Object pointing dataset rows:
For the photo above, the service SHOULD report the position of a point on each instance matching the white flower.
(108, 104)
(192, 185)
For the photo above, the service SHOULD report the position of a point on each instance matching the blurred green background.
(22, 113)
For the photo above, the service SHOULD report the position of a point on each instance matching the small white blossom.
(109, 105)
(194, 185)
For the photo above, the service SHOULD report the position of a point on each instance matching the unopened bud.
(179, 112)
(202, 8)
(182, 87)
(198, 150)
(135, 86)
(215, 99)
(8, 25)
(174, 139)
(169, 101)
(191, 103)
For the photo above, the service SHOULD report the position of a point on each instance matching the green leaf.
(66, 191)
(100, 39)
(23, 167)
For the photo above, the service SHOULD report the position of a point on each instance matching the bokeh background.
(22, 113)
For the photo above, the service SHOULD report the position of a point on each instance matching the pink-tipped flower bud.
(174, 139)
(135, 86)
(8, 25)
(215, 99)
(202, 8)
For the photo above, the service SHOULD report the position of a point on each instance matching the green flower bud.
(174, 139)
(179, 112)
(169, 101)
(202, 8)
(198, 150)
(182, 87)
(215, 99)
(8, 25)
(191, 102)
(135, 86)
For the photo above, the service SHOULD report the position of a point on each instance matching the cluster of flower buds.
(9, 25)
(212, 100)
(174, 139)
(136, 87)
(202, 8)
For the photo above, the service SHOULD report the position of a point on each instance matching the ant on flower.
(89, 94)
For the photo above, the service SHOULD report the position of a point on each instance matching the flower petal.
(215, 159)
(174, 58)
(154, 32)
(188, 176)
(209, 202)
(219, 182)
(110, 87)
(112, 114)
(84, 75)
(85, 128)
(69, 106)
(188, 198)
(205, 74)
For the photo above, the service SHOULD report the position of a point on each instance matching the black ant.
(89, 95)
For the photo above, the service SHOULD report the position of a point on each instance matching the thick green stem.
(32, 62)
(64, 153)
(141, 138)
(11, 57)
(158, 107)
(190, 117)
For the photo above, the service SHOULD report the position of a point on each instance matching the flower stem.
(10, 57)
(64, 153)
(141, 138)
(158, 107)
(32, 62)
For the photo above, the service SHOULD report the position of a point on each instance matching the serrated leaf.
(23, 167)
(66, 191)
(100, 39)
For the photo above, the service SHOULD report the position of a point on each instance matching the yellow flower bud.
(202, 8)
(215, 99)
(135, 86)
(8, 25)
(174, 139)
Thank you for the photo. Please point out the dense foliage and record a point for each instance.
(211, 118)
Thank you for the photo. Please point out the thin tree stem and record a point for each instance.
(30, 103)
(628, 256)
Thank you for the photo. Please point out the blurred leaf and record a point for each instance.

◆ Task directions
The whole listing above needs to be written out again exactly.

◆ Result of the task
For the photo above, the service SHOULD report the position of a point on each instance matching the white flower.
(108, 104)
(192, 185)
For the photo above, the service SHOULD report the position of a point on each instance matching the blurred green background.
(22, 113)
For the photo above, the service SHOULD report the position of a point on each instance matching the small white blossom.
(109, 105)
(194, 185)
For the photo above, the service SHOULD report the position of a point on each instance matching the unopened bud.
(179, 112)
(202, 8)
(182, 87)
(198, 150)
(135, 86)
(215, 99)
(8, 25)
(174, 139)
(169, 101)
(191, 103)
For the photo above, the service SHOULD report the position of a point on each instance matching the green leaf.
(66, 191)
(100, 39)
(23, 167)
For the photo above, the service SHOULD report the position of a point on each instance matching the bokeh background.
(22, 113)
For the photo above, the service SHOULD report the position of a point on each instance matching the pink-tipped flower bud.
(174, 139)
(135, 86)
(8, 25)
(215, 99)
(202, 8)
For the photo above, the service SHOULD report the position of a point on each instance matching the green flower bud.
(174, 139)
(179, 112)
(169, 101)
(202, 8)
(198, 150)
(182, 87)
(215, 99)
(8, 25)
(191, 102)
(135, 86)
For the photo above, the service SHOULD report the position of a point on each instance matching the cluster of flower buds.
(9, 25)
(212, 100)
(174, 139)
(136, 87)
(202, 8)
For the photo above, the service SHOULD report the position of a point on each instance matching the ant on flower.
(89, 94)
For the photo above, the service SHOULD report the position of a point on each instance matching the flower petal.
(215, 159)
(174, 58)
(154, 32)
(188, 176)
(209, 202)
(219, 182)
(110, 87)
(112, 114)
(84, 75)
(85, 128)
(69, 106)
(188, 198)
(205, 74)
For the photo above, the service SHOULD report the position of a point on each instance matching the black ant.
(89, 95)
For the photo above, the service SHOULD report the position of a point on each instance matching the thick green stem.
(32, 62)
(64, 153)
(141, 138)
(11, 57)
(158, 107)
(190, 117)
For the photo above, the service SHOULD report the position of a point on each instance matching the flower stem.
(10, 57)
(64, 153)
(141, 138)
(158, 107)
(32, 62)
For the photo above, the service SHOULD report the position of a point on each instance matching the serrated leaf.
(23, 167)
(66, 191)
(100, 39)
For the photo above, the service SHOULD report the position of a point on each instance matching the yellow flower bud.
(202, 8)
(215, 99)
(135, 86)
(8, 25)
(174, 139)
Thank you for the photo. Please point out the dense foliage and record a point for each instance.
(211, 118)
Thank you for the photo. Please point out the thin tree stem and record a point for each instance.
(30, 103)
(628, 256)
Thank you for the photo. Please point out the blurred leaf and record a point for each instance.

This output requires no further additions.